*Provided text:*

+--

I have been trying to take dark exposures of various lengths. The idea is
that by extrapolating the mean values back to an exposure of zero length,
one can arrive at the dark current. One component of the noise is just due
to the number of electrons. So one component of the noise should increase
as the square root of the exposure. At long exposures, this term should be
dominant, so one should be able to tie the number of electrons to the noise
for a long exposure, then work back and get the electronic noise by the
extrapolation to zero exposure. For comparison, I have an electronic noise
measurement made by running the vertical shift backwards. This should give
a measurement of everything but the signal due to the dark current electrons.

+--

*Dataset content:*

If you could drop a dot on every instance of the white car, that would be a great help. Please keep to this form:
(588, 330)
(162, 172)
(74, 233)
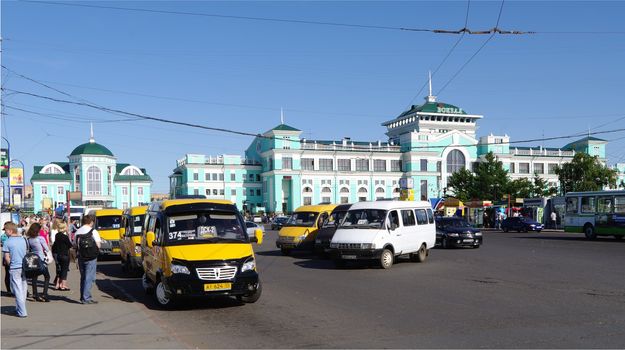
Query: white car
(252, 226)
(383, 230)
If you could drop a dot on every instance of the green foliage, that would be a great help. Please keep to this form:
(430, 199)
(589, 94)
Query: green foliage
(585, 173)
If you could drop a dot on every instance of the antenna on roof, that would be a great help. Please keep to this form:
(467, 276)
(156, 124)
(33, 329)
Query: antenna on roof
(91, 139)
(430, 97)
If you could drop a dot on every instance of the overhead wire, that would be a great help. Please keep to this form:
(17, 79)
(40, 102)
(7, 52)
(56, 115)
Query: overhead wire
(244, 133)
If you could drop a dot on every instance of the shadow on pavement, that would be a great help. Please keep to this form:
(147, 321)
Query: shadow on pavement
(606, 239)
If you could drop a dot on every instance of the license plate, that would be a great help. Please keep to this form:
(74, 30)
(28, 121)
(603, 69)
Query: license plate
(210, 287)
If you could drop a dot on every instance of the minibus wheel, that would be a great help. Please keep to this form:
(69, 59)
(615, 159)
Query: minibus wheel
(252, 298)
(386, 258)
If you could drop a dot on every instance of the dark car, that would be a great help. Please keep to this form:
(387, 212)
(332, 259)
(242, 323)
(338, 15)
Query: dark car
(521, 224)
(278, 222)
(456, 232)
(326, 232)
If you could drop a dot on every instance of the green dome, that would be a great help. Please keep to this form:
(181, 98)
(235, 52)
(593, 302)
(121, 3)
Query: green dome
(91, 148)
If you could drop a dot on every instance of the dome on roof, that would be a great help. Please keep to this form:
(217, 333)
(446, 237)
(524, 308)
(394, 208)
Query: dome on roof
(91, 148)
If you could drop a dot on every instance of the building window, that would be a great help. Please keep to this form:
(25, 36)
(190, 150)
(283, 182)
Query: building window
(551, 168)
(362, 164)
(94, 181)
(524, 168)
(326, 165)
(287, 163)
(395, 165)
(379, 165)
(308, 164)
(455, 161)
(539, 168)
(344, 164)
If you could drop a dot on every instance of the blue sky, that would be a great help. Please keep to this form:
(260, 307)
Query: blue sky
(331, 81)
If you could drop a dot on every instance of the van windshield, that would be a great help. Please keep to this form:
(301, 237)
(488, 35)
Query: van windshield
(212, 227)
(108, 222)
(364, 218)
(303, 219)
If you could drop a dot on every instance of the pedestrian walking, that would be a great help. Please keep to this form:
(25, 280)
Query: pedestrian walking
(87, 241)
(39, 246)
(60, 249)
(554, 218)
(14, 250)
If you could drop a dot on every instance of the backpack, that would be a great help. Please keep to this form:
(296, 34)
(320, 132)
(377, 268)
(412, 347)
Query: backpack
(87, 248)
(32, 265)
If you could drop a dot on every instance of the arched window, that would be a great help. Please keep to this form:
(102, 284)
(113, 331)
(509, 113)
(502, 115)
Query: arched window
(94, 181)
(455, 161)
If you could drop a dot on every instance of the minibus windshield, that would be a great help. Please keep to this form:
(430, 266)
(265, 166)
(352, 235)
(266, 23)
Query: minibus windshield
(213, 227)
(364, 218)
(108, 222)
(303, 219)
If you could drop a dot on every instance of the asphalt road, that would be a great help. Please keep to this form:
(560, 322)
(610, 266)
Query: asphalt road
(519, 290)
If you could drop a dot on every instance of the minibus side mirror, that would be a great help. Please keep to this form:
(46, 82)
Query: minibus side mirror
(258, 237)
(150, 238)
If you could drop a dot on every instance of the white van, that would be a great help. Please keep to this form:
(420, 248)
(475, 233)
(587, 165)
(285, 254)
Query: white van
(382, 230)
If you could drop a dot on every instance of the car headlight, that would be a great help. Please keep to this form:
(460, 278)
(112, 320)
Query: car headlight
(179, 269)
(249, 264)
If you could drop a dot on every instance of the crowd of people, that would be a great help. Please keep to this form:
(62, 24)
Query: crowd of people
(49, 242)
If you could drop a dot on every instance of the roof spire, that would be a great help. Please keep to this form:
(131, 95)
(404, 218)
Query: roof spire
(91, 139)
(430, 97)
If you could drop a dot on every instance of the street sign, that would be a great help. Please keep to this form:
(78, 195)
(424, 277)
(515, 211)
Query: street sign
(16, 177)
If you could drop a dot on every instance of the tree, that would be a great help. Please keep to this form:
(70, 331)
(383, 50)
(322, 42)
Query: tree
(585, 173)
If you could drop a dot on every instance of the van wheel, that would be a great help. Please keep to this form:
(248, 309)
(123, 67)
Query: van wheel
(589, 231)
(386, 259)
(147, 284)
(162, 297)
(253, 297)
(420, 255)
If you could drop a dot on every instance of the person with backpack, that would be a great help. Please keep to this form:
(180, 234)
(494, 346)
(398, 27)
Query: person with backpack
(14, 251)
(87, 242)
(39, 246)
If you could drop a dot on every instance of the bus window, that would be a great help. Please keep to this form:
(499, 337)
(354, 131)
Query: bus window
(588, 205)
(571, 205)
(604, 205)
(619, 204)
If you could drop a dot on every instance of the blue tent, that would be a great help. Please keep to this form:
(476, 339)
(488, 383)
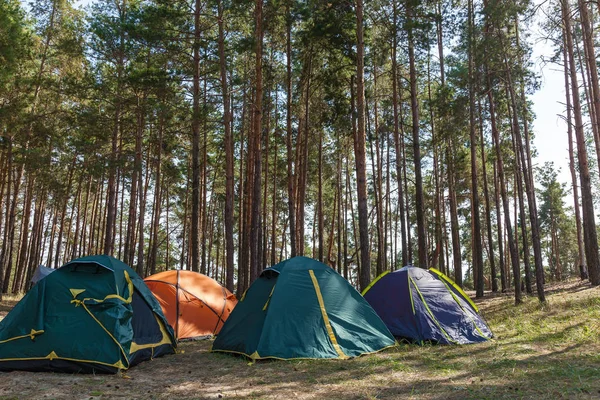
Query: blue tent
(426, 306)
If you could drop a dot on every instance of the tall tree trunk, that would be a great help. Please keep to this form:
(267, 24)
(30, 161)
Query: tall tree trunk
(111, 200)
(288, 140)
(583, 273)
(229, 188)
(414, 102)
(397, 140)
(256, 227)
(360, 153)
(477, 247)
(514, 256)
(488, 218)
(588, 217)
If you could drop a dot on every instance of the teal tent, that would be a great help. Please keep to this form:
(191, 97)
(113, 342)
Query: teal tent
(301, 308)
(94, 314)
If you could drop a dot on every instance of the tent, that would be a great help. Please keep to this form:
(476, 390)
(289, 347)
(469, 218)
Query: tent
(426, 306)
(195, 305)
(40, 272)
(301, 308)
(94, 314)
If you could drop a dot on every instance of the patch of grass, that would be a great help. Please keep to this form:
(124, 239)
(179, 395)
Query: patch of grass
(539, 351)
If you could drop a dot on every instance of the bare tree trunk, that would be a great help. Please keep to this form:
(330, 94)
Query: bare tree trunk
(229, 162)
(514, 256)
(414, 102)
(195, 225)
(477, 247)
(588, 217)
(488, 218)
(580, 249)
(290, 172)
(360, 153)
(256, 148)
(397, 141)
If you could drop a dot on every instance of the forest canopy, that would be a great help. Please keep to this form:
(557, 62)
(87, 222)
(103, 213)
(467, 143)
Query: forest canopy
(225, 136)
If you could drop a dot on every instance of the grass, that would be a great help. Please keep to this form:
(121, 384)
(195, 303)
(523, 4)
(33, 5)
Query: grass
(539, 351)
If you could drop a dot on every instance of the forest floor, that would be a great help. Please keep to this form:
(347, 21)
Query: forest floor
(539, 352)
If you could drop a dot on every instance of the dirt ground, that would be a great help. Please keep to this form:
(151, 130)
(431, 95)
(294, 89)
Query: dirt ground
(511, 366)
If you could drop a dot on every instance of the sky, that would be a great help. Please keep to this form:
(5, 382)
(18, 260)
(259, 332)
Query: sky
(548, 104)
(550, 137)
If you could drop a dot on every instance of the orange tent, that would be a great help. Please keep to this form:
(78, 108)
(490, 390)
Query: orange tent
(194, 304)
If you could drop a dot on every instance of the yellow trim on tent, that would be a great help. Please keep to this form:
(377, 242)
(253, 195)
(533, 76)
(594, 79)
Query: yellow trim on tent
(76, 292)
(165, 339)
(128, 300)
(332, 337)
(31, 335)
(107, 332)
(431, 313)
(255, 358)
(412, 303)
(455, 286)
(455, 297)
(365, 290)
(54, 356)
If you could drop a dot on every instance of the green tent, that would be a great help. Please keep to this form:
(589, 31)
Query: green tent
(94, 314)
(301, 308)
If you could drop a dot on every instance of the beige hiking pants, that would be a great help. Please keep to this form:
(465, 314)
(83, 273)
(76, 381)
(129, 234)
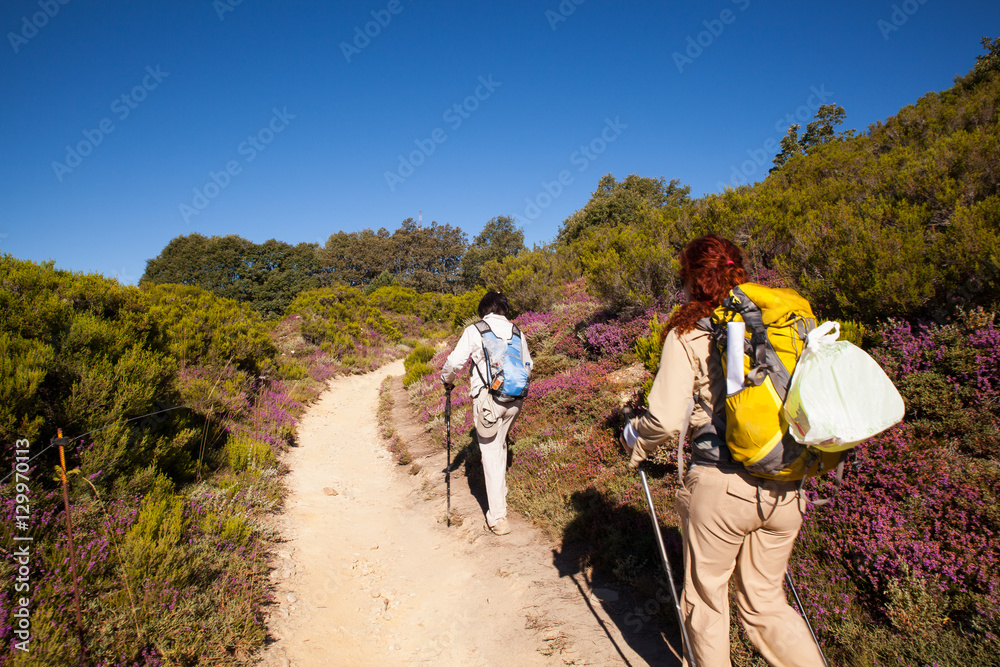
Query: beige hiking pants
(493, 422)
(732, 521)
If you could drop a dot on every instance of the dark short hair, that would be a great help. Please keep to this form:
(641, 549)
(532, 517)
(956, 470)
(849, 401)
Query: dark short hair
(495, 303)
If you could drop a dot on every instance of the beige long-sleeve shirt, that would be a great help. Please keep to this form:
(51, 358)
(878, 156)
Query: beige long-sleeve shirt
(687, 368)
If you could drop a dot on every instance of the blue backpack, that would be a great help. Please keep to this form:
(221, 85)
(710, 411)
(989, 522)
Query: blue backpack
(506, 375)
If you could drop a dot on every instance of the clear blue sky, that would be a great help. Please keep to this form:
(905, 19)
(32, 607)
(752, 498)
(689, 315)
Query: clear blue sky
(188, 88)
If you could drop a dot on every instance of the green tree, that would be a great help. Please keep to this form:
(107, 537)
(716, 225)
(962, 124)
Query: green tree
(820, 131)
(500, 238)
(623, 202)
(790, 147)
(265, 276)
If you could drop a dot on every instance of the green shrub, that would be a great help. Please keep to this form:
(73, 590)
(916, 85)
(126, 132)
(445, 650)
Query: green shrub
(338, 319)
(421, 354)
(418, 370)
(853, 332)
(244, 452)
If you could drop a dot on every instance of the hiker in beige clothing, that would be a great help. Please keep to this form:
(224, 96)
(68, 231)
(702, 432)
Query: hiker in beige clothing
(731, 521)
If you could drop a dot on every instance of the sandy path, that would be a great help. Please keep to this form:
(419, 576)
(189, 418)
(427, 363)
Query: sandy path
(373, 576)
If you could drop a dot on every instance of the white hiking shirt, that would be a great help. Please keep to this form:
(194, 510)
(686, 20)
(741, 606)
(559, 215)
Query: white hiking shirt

+--

*Task set:*
[a] Return every line of the rows that contains the word "clothing".
[b] Continue the passage on dark exposures and dark current from its last sentence.
The rows have no connection to the text.

*Answers to each task:*
[a]
If you could drop a dot on every instance of the hiker in beige clothing, that would be a great help. Please keep to this form:
Query: hiker in beige clothing

[b]
Attempts to take data for this measurement have failed. At short exposures,
everything looks great. I can take a one minute and a two minute dark frame
and find the zero current base line and get values for electronic and dark
current noise that make sense. Any longer exposures show something really
funny. Instead of getting a nice distribution, one sees three distributions
with a clean break between them. i.e. no counts. This is similar to the
case of a "normal" oscillation. Since a sine wave oscilation on top of a
signal spends more time at the peaks that between, one gets a tri - peak
distribution for an oscillating system. But the peaks are not separate,
there are some points between peaks. The distributions measured have clean
breaks between peaks.
A Theory of What is Going On.
Suppose bit n of the ADC output is feeding back into the input. If n is a
fairly large bit, it may not change when the exposure is short - i.e. the
noise is low. Once the noise gets higher, this bit is changing al the time
and now feeds back into the input. Now there are preffered codes in the
output, and we get separated peaks.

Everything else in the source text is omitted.